(Opdracht): Noem alle handelingen die men volgens de zin "Zalig zijt gij wanneer men u beschimpt" in de preek over Allerheiligen tegen de aangesprokenen verricht.

(Gegeven tekst):
☆ ☆ ☆ ☆ ☆
Zalig die vervolgd worden om de gerechtigheid,
want hun behoort het Rijk der hemelen.
Zalig zijt gij wanneer men u beschimpt,
vervolgt en lasterlijk van allerlei kwaad beticht om Mijnentwil:
Verheugt u en juicht, want groot is uw loon in de hemel.”

Beste Mensen,

Vandaag vieren we het Hoogfeest van Allerheiligen. In de katholieke kerk hebben veel heiligen een eigen plek op de kalender maar op Allerheiligen  vieren we alle heiligen – alle mensen die bij God in de hemel zijn – alle beroemde en minder beroemde mensen. Vooral de niet zo beroemde omdat we weten dat veruit de meeste heiligen in het verborgene leefden. 

Ze waren niet wereldberoemd, kwamen niet in de krant, hun verzamelde werken worden niet in leren banden met goed op snee uitgegeven. Het waren doodgewone mensen die op een buitengewone manier de Heer hebben nagevolgd. 

 De heiligen in de Hemel, leven in het aanschijn van God. Wie kan het zich voorstellen? Dat lukt ons niet met mensenogen. Als we midden op Aarde zijn met al onze sores en problemen kan de blik naar boven een uitdaging zijn, met de ogen van het geloof hebben we soms een beetje een gissende blik, en die mag ons vooruit helpen.
☆ ☆ ☆ ☆ ☆
(Records uit aanwijsdataset)
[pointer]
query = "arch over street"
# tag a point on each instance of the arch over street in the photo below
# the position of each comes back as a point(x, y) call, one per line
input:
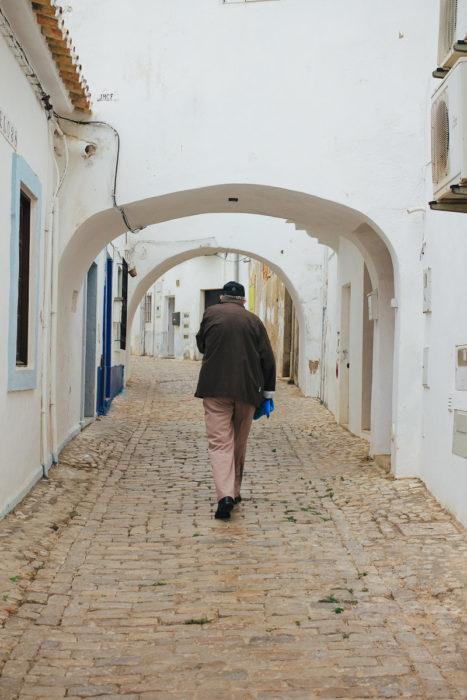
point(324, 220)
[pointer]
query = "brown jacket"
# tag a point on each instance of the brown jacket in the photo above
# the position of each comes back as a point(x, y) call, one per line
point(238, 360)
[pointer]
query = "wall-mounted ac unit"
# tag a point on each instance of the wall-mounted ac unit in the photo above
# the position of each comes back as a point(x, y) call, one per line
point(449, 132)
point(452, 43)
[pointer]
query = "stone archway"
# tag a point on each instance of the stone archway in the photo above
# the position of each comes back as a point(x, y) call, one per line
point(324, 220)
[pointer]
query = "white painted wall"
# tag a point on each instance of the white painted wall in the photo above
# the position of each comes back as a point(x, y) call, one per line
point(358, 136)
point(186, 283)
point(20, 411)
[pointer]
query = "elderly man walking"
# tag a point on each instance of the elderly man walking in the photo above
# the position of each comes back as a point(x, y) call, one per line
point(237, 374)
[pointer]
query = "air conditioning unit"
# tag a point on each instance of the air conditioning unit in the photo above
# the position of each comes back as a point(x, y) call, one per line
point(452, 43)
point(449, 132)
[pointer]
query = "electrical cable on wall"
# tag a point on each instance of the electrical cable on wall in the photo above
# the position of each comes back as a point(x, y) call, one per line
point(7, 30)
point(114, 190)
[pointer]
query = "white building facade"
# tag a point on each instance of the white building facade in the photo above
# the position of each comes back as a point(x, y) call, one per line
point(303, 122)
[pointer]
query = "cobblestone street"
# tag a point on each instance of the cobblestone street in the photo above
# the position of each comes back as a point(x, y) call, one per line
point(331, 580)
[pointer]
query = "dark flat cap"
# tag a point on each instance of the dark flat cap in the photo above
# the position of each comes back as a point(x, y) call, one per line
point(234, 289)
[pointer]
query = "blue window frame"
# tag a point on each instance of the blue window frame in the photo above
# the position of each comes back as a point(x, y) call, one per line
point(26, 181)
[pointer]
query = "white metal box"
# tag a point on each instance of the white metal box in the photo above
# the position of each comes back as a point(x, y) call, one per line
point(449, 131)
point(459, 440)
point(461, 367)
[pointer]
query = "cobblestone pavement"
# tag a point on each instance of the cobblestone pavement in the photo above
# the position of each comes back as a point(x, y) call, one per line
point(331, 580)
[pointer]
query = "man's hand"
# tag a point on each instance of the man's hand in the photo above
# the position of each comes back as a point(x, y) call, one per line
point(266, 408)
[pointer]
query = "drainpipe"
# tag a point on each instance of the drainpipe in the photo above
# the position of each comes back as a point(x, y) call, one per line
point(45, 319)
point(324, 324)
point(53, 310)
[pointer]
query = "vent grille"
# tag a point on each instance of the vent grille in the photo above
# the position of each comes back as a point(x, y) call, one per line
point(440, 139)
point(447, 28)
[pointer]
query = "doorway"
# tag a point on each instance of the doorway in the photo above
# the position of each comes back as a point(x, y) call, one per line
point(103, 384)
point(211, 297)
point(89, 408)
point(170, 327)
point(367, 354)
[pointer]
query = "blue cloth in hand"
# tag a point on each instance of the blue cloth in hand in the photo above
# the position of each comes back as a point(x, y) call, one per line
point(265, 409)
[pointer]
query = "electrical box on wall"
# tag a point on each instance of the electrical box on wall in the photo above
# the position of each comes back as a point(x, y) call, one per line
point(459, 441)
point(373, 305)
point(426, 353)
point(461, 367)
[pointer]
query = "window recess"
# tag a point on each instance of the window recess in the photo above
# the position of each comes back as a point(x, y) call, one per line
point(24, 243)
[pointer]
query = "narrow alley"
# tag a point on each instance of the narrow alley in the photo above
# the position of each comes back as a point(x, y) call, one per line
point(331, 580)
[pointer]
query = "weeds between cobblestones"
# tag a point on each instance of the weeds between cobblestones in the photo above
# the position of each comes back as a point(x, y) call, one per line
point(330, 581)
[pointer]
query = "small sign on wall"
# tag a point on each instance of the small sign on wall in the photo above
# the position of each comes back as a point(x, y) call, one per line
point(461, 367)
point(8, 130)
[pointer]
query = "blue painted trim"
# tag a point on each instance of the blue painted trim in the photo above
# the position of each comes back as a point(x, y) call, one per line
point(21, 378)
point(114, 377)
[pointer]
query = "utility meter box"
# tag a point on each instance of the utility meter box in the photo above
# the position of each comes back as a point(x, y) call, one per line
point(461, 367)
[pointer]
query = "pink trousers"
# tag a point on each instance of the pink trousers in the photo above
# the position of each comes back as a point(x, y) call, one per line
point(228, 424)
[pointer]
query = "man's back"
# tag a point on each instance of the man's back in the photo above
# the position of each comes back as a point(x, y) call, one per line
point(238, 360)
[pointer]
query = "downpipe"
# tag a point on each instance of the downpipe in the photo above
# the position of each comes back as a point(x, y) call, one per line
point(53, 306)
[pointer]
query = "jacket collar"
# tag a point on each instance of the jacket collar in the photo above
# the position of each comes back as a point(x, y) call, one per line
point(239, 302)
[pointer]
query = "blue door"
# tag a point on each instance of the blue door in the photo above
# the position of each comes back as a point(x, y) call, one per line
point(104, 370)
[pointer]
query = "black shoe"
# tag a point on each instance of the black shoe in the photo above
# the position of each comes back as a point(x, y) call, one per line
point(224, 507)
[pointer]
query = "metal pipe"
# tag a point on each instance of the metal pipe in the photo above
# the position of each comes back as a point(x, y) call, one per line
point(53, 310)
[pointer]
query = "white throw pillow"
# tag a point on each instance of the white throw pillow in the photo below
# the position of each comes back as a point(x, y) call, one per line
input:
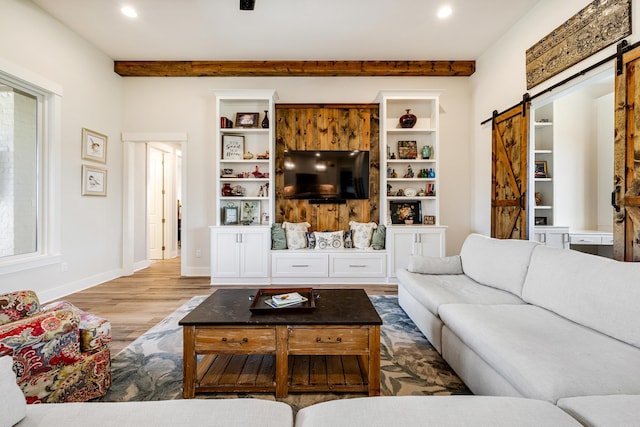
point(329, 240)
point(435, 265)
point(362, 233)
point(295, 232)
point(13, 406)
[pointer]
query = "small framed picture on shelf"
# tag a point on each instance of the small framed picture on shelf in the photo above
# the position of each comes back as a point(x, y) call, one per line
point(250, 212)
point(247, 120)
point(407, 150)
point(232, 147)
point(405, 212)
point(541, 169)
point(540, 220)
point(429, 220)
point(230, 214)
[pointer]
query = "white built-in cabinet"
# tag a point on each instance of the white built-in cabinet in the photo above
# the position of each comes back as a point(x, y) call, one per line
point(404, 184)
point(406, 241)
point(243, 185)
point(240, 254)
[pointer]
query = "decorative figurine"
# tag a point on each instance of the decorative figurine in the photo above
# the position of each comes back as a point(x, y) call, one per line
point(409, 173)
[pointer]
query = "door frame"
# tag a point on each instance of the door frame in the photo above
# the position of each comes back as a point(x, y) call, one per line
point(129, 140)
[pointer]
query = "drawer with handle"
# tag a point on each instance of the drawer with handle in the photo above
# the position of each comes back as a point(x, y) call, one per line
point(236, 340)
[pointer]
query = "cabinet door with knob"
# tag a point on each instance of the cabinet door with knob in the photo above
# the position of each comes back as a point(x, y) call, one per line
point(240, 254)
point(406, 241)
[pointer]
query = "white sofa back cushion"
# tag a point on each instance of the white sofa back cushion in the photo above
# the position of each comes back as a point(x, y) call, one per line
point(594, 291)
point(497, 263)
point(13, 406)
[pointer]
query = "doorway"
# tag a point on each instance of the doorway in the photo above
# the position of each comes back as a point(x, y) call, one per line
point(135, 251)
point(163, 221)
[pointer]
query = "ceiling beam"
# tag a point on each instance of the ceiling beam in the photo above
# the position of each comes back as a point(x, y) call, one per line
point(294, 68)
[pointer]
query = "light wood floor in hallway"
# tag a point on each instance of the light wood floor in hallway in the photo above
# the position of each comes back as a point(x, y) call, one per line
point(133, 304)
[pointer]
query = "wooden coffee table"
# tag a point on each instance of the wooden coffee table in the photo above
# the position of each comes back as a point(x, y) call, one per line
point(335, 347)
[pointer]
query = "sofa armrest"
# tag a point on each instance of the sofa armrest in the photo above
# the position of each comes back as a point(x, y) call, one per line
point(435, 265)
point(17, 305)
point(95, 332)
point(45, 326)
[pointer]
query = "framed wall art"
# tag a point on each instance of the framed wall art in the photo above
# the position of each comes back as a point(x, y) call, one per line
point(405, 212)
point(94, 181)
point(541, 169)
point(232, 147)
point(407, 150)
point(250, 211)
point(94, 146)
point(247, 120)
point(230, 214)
☆ ☆ ☆ ☆ ☆
(Resultaat opdracht):
- beschimpen
- vervolgen
- lasterlijk van allerlei kwaad betichten